Segment Open

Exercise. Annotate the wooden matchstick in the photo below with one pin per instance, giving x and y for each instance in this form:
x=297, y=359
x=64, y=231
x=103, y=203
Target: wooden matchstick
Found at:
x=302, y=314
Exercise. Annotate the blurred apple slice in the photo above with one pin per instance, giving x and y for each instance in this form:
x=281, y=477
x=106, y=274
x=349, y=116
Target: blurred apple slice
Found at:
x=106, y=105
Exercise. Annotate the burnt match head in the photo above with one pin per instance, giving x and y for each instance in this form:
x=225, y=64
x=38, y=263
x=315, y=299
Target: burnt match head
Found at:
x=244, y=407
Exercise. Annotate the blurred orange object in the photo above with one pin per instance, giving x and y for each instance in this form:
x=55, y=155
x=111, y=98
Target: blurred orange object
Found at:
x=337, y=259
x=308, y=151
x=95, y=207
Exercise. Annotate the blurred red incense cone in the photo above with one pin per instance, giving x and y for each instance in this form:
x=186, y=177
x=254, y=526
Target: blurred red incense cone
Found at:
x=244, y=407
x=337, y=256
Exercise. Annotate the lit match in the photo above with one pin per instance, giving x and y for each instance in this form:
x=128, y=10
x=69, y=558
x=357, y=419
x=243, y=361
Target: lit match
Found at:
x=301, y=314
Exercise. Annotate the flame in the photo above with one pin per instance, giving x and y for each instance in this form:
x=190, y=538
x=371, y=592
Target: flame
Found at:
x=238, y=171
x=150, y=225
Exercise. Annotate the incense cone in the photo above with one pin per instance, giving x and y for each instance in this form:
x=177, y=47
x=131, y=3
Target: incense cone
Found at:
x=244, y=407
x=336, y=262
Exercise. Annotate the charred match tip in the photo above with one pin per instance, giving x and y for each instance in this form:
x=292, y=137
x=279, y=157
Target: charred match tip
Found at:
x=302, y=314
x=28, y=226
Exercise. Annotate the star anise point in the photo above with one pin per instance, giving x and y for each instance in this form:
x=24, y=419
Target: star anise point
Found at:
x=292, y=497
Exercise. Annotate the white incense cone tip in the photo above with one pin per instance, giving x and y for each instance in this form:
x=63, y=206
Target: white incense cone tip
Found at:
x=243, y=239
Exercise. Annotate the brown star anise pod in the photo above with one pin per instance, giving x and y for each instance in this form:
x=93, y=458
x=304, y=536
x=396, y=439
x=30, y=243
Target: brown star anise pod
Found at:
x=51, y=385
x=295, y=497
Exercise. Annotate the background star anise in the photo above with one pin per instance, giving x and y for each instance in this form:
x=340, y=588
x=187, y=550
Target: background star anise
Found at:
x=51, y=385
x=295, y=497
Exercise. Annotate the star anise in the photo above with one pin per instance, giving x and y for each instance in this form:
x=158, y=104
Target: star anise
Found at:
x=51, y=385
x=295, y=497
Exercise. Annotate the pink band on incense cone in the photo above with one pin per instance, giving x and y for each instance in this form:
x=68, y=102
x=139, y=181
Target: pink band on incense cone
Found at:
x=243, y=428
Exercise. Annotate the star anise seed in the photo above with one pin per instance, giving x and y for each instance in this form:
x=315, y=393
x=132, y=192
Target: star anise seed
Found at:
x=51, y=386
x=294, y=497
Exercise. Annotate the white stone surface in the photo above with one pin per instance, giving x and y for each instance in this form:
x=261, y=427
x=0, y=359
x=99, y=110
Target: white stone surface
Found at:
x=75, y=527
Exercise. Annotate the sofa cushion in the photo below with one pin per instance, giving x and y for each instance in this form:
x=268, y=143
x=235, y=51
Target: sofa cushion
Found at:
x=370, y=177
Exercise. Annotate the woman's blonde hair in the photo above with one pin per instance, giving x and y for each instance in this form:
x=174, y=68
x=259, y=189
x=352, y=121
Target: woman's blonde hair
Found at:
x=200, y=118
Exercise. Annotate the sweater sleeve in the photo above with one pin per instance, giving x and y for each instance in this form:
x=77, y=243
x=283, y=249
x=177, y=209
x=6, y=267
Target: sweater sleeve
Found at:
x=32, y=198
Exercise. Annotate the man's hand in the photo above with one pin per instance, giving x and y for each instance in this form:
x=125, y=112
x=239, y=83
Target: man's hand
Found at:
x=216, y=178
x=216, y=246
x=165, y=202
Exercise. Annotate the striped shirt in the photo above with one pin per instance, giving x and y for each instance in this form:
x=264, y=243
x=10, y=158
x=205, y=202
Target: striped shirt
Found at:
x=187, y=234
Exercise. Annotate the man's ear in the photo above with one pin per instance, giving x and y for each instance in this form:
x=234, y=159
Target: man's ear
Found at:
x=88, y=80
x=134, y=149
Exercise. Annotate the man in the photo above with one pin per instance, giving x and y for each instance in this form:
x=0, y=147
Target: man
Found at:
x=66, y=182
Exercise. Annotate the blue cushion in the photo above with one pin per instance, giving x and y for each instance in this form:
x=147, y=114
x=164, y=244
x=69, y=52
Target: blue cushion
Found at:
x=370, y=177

Segment Closed

■ **Problem requirements**: Which of the lines in the listing above include "apple"? Report each of them.

■ **Response to the exercise**:
Exercise. Annotate the blurred apple slice in the photo above with one pin per instance, giving x and y for each instance in this form:
Target: blurred apple slice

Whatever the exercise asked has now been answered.